» What is required: Rewrite the stretch of lines from the one containing "Please trace the outline of every instance of the alloy" through the one containing "POLYGON ((192 127, 182", substituting "integer pixels" for "whole pixels" and leaving everything else unchanged.
============================================================
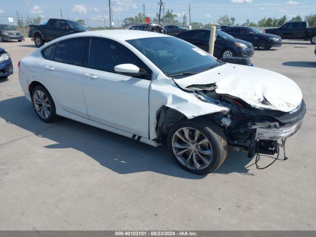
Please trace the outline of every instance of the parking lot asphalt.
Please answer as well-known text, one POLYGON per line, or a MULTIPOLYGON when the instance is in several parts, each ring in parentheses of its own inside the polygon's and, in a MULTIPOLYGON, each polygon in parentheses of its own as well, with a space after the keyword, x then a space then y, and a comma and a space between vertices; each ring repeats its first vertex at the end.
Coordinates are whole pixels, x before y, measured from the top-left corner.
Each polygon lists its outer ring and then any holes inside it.
POLYGON ((206 176, 181 169, 165 146, 66 118, 41 121, 18 77, 18 61, 37 48, 30 39, 0 47, 14 67, 0 80, 0 230, 316 229, 316 57, 309 41, 283 40, 251 59, 303 91, 307 112, 287 142, 289 159, 259 170, 232 152, 206 176))

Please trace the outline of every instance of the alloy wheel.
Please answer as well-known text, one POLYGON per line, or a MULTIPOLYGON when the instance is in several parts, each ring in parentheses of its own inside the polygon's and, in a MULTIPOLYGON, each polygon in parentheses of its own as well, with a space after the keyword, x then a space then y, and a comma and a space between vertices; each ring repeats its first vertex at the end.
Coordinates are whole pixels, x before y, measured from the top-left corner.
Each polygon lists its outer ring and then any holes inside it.
POLYGON ((40 90, 37 90, 33 95, 33 104, 38 114, 44 119, 50 115, 50 104, 47 96, 40 90))
POLYGON ((233 53, 230 50, 225 51, 223 53, 223 57, 233 57, 233 53))
POLYGON ((192 127, 182 127, 173 134, 172 150, 177 159, 188 168, 199 170, 212 162, 212 146, 205 135, 192 127))

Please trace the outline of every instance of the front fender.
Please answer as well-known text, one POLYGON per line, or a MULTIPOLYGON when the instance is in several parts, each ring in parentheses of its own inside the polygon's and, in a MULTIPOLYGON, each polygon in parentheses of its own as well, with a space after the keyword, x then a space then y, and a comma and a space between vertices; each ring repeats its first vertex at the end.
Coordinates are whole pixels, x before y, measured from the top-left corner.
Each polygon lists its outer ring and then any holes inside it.
POLYGON ((153 80, 149 88, 149 135, 151 140, 157 137, 156 133, 157 115, 162 106, 175 110, 190 119, 218 112, 228 112, 228 109, 204 102, 194 93, 179 88, 171 79, 153 80))

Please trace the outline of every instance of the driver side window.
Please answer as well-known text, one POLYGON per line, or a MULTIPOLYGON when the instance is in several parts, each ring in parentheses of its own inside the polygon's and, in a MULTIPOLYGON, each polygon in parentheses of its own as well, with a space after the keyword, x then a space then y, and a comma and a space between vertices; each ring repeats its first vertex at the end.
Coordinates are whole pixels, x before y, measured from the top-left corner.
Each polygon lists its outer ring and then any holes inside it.
POLYGON ((130 63, 145 70, 151 78, 151 71, 135 54, 117 42, 100 38, 92 38, 89 56, 89 67, 116 73, 114 67, 130 63))

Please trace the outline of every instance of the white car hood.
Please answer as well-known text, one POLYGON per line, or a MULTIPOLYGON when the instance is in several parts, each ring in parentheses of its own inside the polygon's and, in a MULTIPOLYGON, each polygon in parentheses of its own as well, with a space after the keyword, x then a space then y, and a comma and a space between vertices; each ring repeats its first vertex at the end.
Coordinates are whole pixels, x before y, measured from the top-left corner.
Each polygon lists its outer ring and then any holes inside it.
POLYGON ((252 107, 289 112, 302 101, 297 84, 281 74, 258 68, 227 63, 187 78, 175 79, 181 88, 215 83, 215 92, 238 97, 252 107))

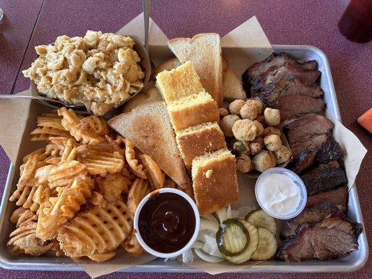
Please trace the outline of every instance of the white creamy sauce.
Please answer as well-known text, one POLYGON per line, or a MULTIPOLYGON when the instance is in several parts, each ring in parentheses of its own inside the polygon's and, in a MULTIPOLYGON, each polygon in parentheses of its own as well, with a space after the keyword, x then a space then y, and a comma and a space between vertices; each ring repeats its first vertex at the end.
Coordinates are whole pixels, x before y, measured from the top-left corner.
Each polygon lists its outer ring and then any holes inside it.
POLYGON ((270 174, 263 177, 258 192, 262 206, 278 216, 286 216, 295 211, 301 202, 299 188, 290 178, 281 174, 270 174))

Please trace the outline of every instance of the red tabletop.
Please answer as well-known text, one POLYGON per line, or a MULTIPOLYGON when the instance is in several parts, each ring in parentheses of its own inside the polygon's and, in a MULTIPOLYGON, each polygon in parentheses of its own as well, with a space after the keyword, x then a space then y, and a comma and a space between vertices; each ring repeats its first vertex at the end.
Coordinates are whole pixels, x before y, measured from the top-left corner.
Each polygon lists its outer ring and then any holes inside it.
MULTIPOLYGON (((140 1, 44 0, 43 5, 40 2, 0 0, 0 8, 5 10, 6 15, 0 25, 1 93, 10 91, 16 93, 29 87, 29 82, 20 73, 20 70, 27 68, 35 59, 35 45, 51 43, 59 35, 81 36, 89 29, 115 32, 142 10, 140 1)), ((372 106, 372 43, 353 43, 338 33, 337 21, 347 1, 156 0, 151 2, 151 17, 168 38, 190 37, 201 32, 217 32, 223 36, 255 15, 272 44, 311 45, 323 50, 331 65, 343 123, 357 135, 368 150, 371 149, 371 135, 358 126, 356 119, 372 106)), ((6 156, 1 150, 0 185, 5 183, 8 165, 6 156)), ((372 207, 369 206, 372 192, 371 169, 372 156, 369 152, 356 183, 370 248, 372 247, 372 207)), ((370 262, 355 273, 290 275, 293 278, 327 279, 369 278, 371 276, 370 262)), ((84 273, 0 269, 0 278, 4 278, 88 277, 84 273)), ((105 278, 123 277, 149 279, 211 276, 207 274, 126 275, 117 273, 104 276, 105 278)), ((285 278, 288 275, 225 274, 214 277, 285 278)))

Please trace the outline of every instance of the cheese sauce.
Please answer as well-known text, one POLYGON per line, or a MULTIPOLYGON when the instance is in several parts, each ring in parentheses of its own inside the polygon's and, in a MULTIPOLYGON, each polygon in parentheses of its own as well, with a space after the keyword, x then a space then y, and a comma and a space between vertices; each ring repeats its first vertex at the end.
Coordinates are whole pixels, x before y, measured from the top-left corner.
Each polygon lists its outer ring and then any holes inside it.
POLYGON ((295 211, 301 202, 299 187, 290 178, 278 173, 263 177, 256 195, 262 206, 277 216, 285 216, 295 211))

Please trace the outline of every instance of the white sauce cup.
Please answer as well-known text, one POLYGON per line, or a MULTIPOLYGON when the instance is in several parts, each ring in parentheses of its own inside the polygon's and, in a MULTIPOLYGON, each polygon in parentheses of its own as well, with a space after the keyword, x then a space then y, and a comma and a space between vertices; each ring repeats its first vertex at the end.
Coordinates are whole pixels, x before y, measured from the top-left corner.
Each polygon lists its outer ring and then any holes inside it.
POLYGON ((302 212, 302 211, 305 208, 305 206, 306 205, 307 202, 306 188, 305 186, 305 184, 304 183, 304 181, 302 181, 302 179, 301 179, 301 178, 295 172, 283 167, 272 167, 262 172, 261 175, 258 176, 258 179, 257 179, 257 181, 255 183, 255 194, 257 202, 258 202, 258 204, 262 209, 262 210, 267 214, 269 214, 270 216, 272 216, 276 219, 288 220, 296 217, 301 212, 302 212), (299 202, 298 205, 295 208, 294 208, 291 212, 286 215, 278 215, 274 212, 271 212, 268 209, 267 206, 265 206, 265 202, 260 200, 260 199, 258 190, 259 188, 262 186, 261 182, 262 181, 265 177, 267 177, 272 174, 279 174, 285 176, 286 178, 289 179, 289 180, 290 180, 295 186, 298 187, 300 197, 299 202))
POLYGON ((200 227, 200 216, 199 215, 199 211, 198 210, 198 207, 196 206, 196 204, 193 200, 193 199, 191 199, 187 194, 185 194, 184 192, 179 190, 177 190, 177 189, 172 188, 163 188, 156 190, 154 192, 150 193, 149 195, 144 197, 142 199, 142 200, 140 202, 140 204, 138 204, 138 206, 137 206, 137 209, 135 210, 135 213, 134 215, 133 228, 135 232, 135 237, 137 238, 137 240, 138 241, 138 242, 140 243, 140 244, 144 248, 144 250, 146 250, 148 253, 151 254, 158 257, 163 257, 163 258, 174 257, 182 254, 184 252, 186 251, 188 249, 190 249, 192 245, 196 241, 198 234, 199 234, 200 227), (150 247, 149 247, 147 244, 144 243, 142 238, 141 237, 140 232, 138 229, 138 216, 140 216, 140 212, 141 211, 141 209, 142 209, 144 204, 146 204, 146 202, 151 197, 154 196, 154 192, 158 194, 161 194, 163 193, 172 193, 179 195, 181 197, 184 197, 193 208, 193 211, 195 216, 195 232, 193 236, 191 236, 191 239, 190 239, 190 241, 187 243, 187 244, 185 246, 184 246, 184 248, 179 250, 178 251, 173 252, 171 253, 163 253, 163 252, 157 252, 154 250, 154 249, 151 248, 150 247))

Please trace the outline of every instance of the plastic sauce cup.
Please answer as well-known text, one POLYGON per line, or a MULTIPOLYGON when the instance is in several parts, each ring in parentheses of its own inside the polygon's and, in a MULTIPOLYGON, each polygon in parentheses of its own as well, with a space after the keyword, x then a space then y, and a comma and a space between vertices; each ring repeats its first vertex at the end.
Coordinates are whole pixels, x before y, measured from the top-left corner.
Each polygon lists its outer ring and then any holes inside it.
POLYGON ((301 178, 295 172, 283 167, 273 167, 262 172, 261 175, 258 176, 255 183, 255 193, 257 202, 262 210, 276 219, 288 220, 296 217, 302 212, 307 202, 306 188, 305 187, 305 184, 304 183, 304 181, 302 181, 302 179, 301 179, 301 178), (272 211, 267 206, 265 202, 260 199, 260 195, 258 195, 260 188, 265 187, 262 183, 263 179, 272 174, 278 174, 285 176, 289 181, 293 183, 293 185, 295 186, 295 187, 298 187, 299 189, 299 202, 298 204, 293 208, 292 211, 285 215, 278 215, 275 212, 272 212, 272 211))
POLYGON ((184 192, 177 190, 174 189, 172 188, 163 188, 159 190, 156 190, 156 191, 150 193, 149 195, 147 195, 146 197, 144 197, 142 200, 140 202, 140 204, 138 204, 138 206, 137 206, 137 209, 135 210, 135 213, 134 215, 134 220, 133 220, 133 228, 134 231, 135 232, 135 237, 137 238, 137 240, 140 243, 140 246, 145 250, 148 253, 151 254, 156 257, 163 257, 163 258, 171 258, 177 257, 181 254, 182 254, 184 252, 186 251, 188 249, 190 249, 192 246, 192 245, 194 243, 194 242, 196 241, 196 238, 198 237, 198 234, 199 234, 199 229, 200 227, 200 217, 199 215, 199 211, 198 210, 198 207, 196 206, 195 203, 194 201, 187 195, 185 194, 184 192), (141 237, 141 232, 138 229, 138 217, 140 216, 140 212, 141 211, 141 209, 142 209, 143 206, 146 202, 151 198, 154 193, 156 193, 156 195, 161 194, 163 193, 172 193, 177 195, 180 195, 181 197, 184 197, 188 202, 190 204, 193 209, 193 211, 194 213, 195 216, 195 232, 190 239, 190 241, 187 243, 187 244, 184 246, 182 248, 179 250, 178 251, 175 251, 170 253, 163 253, 154 250, 154 249, 151 248, 146 244, 146 243, 144 241, 142 238, 141 237))

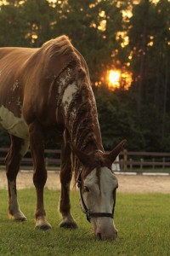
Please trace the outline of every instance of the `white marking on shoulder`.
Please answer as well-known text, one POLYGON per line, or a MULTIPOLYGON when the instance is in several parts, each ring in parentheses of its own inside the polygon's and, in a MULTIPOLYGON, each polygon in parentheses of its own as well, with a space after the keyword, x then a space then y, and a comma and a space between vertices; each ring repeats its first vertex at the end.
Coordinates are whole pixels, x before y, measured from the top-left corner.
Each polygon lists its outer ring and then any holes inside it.
POLYGON ((0 124, 8 133, 23 139, 28 139, 28 126, 23 116, 15 117, 4 106, 0 107, 0 124))

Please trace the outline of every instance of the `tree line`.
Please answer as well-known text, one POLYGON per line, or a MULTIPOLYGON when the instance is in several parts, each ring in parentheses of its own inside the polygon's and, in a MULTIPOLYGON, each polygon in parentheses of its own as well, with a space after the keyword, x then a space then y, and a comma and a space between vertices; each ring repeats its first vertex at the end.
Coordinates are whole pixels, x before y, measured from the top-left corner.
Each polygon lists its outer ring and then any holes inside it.
MULTIPOLYGON (((0 47, 41 47, 66 34, 87 61, 105 149, 170 150, 168 0, 0 1, 0 47), (107 71, 132 74, 110 90, 107 71)), ((0 130, 1 147, 8 138, 0 130)))

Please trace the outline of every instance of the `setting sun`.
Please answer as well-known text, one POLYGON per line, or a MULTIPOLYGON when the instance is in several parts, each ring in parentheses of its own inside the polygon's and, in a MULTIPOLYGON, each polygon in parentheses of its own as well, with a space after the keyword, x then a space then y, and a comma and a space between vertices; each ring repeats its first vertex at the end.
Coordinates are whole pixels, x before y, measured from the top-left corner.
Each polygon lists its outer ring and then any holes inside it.
POLYGON ((120 87, 123 90, 128 90, 133 80, 132 75, 132 73, 125 70, 109 70, 107 72, 108 87, 112 90, 120 87))
POLYGON ((118 70, 110 70, 109 72, 109 87, 119 87, 120 86, 121 73, 118 70))

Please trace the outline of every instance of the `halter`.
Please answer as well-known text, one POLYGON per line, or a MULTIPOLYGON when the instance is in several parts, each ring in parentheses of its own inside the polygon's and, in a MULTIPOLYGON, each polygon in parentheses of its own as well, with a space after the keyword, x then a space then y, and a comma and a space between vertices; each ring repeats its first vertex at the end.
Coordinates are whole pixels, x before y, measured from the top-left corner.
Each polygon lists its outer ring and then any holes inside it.
POLYGON ((112 209, 111 213, 108 213, 108 212, 90 212, 90 211, 88 209, 88 207, 87 207, 87 206, 84 202, 84 199, 83 199, 83 196, 82 196, 81 175, 82 175, 82 171, 81 171, 81 172, 78 176, 78 178, 77 178, 77 187, 79 188, 79 190, 80 190, 80 196, 81 196, 82 206, 83 206, 84 210, 86 212, 87 220, 91 222, 91 218, 100 218, 100 217, 109 217, 109 218, 114 218, 114 211, 115 211, 115 206, 116 206, 116 190, 114 191, 114 195, 113 195, 113 196, 114 196, 114 204, 113 204, 113 209, 112 209))

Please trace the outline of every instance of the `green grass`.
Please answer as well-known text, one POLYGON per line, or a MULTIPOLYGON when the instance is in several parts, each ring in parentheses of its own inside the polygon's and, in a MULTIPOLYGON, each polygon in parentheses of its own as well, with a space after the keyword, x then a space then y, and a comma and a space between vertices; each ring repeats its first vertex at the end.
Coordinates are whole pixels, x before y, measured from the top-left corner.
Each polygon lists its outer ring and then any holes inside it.
POLYGON ((50 231, 34 230, 35 190, 18 192, 21 210, 28 221, 8 219, 7 191, 0 190, 0 255, 170 255, 170 195, 117 194, 115 223, 116 241, 98 241, 82 213, 78 193, 71 192, 72 212, 77 230, 59 228, 59 191, 45 190, 45 208, 50 231))

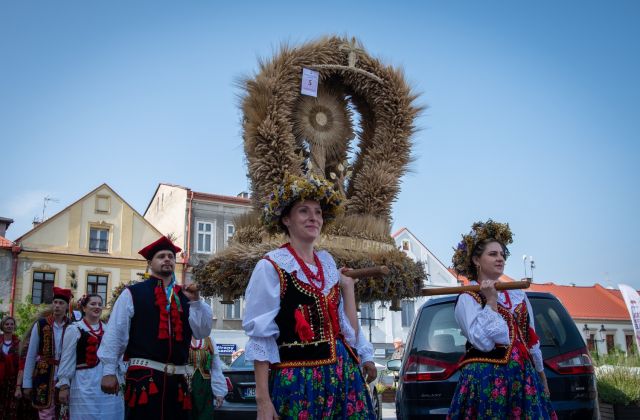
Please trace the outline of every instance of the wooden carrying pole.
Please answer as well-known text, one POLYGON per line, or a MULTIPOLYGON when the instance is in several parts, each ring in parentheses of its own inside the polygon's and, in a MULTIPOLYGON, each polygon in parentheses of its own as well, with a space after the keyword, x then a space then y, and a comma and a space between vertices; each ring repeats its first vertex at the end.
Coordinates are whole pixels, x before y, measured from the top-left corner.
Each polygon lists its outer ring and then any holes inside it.
MULTIPOLYGON (((496 283, 496 290, 514 290, 514 289, 528 289, 531 285, 530 281, 513 281, 509 283, 496 283)), ((471 284, 469 286, 457 286, 457 287, 439 287, 433 289, 422 289, 422 296, 437 296, 437 295, 455 295, 464 292, 479 292, 479 284, 471 284)))
POLYGON ((375 267, 356 268, 355 270, 345 271, 344 275, 352 279, 362 279, 366 277, 382 277, 389 274, 389 268, 386 265, 378 265, 375 267))

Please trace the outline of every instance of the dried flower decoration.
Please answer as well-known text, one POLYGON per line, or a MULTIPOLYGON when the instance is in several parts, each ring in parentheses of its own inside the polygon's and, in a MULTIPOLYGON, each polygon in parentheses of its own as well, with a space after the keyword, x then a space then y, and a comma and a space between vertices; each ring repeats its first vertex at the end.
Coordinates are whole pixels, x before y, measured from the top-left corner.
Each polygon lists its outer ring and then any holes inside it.
POLYGON ((473 252, 479 243, 487 240, 495 240, 504 247, 505 259, 509 257, 507 245, 513 242, 513 234, 508 223, 494 222, 489 219, 486 222, 476 222, 471 226, 471 231, 462 235, 462 240, 454 248, 451 261, 456 273, 466 276, 469 279, 476 277, 472 261, 473 252))

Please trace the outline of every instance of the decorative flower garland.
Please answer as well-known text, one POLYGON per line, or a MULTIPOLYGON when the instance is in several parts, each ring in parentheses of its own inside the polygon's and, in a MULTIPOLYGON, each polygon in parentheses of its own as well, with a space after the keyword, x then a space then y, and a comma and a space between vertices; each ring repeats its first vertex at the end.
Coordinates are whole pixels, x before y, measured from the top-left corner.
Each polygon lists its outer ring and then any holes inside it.
POLYGON ((477 274, 472 261, 476 246, 488 239, 493 239, 505 248, 504 257, 509 257, 507 245, 513 242, 513 234, 508 223, 494 222, 489 219, 486 222, 476 222, 471 226, 471 231, 462 235, 462 240, 454 248, 451 261, 458 274, 466 276, 470 280, 476 280, 477 274))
============================================================
» Full solution:
Please trace the outline of every instance of the alloy wheel.
Please answer as well-known text, one POLYGON per line, or a MULTIPOLYGON when the instance is in several parts, each ring in parentheses of its own inside the polygon's and, in a MULTIPOLYGON, each polygon in parentheses of its own as well, with a space after the keyword, x then a space then y, and a comma and a space between vertices; each ring repeats its first vertex at the end.
Coordinates are integer pixels, x before y, measured from the top-left corner.
Each polygon lists its outer ring and then any holes inside it.
POLYGON ((40 90, 37 90, 33 95, 33 104, 38 114, 44 119, 50 115, 50 104, 47 96, 40 90))
POLYGON ((233 53, 230 50, 225 51, 223 53, 223 57, 233 57, 233 53))
POLYGON ((192 127, 182 127, 173 134, 172 150, 177 159, 188 168, 199 170, 212 162, 212 146, 205 135, 192 127))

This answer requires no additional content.